● Задание a: Найдите в записях все строки, где встречается слово «seam», и выпишите их, учитывая регистр букв.

В центре Петербурга Растрелли построил Зимний дворец (1754– 1762). Почти квадратное в плане здание имеет внутренний замкнутый парадный двор, тройными воротами соединяющийся с «лугом» (теперь Дворцовая площадь), главный фасад дворца обращен на Неву. Возможно, наивысшей удачей Растрелли явился комплекс Смольного монастыря (1748–1764, завершен в 30-х годах XIX в. В.П. Стасовым): собор и образующие внутренний двор –соответственно древнерусской традиции –здания келий. Главный въезд Растрелли задумал в виде колоссальной (более 140 м высотой) башни-колокольни, строительство которой, к сожалению, не было осуществлено. Во всех работах Растрелли (а сюда можно добавить и дворец Строганова в Петербурге 1752–1754 гг., и построенный по его проекту московским зодчим И.Ф. Мичуриным Андреевский собор в Киеве) при всей декоративной пышности отделки и игре светотени на фасадах, красочности сочетаний цветов интенсивно-голубого, белого и позолоты сохраняется удивительная ясность основной композиции, что становится обязательной чертой русского барокко.
Вокруг Растрелли группировались одаренные зодчие (В.И. Неёлов, Я.А. Ананьин), скульпторы (И.-Ф. Дункер), живописцы (Д. Валериани, братья Бельские, И.Я. Вишняков). Под обаянием его таланта находились и вполне самостоятельно работающие архитекторы, такие, как С.И. Чевакинский (1713–1774/80), строитель Никольского Морского собора в Петербурге (1753–1762).

[Исходные данные]
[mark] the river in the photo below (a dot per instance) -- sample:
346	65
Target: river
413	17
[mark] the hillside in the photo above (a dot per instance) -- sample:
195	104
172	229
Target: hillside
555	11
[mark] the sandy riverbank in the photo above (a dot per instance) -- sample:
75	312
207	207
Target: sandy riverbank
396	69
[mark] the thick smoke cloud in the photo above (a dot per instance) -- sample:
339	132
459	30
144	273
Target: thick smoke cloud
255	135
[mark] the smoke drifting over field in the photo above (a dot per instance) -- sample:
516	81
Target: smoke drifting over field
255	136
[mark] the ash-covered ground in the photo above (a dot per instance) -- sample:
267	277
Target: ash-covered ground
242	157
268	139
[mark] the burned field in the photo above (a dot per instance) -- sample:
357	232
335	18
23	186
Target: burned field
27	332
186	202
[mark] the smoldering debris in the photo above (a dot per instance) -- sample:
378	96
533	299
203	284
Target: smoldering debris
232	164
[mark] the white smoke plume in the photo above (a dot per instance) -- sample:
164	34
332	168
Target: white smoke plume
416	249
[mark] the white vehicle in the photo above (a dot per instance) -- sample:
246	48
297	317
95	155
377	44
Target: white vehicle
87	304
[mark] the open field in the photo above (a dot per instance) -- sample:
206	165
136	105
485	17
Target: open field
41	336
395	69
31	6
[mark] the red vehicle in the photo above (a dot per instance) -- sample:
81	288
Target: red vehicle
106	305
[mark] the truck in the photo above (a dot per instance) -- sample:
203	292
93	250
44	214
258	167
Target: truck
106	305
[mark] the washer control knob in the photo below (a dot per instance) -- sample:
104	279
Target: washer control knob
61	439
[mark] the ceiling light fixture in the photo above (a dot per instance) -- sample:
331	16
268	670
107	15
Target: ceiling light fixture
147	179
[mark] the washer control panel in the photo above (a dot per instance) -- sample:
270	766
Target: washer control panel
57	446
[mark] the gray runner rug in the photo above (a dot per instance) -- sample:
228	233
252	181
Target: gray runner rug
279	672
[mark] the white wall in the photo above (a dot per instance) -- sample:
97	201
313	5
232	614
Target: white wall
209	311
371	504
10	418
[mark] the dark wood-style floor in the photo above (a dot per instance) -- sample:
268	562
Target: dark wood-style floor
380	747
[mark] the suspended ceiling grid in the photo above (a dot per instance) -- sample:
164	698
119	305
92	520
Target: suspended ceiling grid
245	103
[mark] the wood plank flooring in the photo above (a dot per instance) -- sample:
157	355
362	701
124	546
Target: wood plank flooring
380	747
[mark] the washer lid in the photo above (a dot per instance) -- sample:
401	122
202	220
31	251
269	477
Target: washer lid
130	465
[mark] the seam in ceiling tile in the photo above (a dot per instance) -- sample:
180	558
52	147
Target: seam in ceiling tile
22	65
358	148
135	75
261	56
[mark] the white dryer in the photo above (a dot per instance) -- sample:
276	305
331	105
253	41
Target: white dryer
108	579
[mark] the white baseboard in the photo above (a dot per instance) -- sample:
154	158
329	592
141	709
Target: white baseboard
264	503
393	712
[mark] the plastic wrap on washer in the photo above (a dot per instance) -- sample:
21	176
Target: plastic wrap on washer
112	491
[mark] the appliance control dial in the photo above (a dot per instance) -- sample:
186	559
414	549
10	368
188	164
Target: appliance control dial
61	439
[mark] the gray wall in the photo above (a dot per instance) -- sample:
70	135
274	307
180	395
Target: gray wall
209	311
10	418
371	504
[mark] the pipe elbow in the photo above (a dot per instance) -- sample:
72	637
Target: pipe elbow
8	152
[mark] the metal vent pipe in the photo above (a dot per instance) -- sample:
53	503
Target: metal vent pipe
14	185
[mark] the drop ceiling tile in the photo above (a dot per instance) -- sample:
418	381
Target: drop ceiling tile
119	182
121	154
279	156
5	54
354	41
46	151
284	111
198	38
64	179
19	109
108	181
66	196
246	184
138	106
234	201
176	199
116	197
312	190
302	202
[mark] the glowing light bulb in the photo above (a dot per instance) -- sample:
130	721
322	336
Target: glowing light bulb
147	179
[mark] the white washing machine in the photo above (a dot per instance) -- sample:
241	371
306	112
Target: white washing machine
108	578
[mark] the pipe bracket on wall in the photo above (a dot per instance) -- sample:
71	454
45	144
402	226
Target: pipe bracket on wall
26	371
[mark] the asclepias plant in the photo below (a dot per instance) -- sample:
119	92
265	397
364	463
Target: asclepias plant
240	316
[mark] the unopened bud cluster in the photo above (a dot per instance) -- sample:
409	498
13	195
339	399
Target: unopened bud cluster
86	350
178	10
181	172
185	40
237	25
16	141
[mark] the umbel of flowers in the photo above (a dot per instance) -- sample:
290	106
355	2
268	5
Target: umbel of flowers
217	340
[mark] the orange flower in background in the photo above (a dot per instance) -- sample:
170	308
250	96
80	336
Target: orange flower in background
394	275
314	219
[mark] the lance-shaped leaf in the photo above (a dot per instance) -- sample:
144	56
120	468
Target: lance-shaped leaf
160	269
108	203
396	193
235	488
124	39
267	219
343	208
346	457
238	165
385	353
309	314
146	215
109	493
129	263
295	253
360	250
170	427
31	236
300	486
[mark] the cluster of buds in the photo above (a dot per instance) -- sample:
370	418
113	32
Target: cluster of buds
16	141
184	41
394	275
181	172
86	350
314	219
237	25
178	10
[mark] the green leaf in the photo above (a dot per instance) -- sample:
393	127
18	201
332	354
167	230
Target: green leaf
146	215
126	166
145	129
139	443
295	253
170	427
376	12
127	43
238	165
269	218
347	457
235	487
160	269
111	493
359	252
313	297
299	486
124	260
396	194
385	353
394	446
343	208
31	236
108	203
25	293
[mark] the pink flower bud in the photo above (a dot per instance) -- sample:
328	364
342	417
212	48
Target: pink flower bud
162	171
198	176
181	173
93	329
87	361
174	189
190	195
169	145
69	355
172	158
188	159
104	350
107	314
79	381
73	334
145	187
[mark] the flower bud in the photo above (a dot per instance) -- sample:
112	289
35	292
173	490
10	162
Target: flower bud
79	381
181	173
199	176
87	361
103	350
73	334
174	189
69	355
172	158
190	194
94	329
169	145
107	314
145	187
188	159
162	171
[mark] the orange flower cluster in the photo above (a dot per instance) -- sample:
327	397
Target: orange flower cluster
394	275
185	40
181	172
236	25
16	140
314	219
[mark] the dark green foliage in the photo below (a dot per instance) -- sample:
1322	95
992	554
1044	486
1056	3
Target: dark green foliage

● Задание b: В тексте о Растрелли замените «живописцы» на «художники» и приведите фрагмент, начиная с «Вокруг Растрелли группировались» и заканчивая «в Петербурге (1753–1762).».

● Полный ответ a:
[mark] the seam in ceiling tile in the photo above (a dot per instance) -- sample:
Target: seam in ceiling tile

● Полный ответ b:
Вокруг Растрелли группировались одаренные зодчие (В.И. Неёлов, Я.А. Ананьин), скульпторы (И.-Ф. Дункер), художники (Д. Валериани, братья Бельские, И.Я. Вишняков). Под обаянием его таланта находились и вполне самостоятельно работающие архитекторы, такие, как С.И. Чевакинский (1713–1774/80), строитель Никольского Морского собора в Петербурге (1753–1762).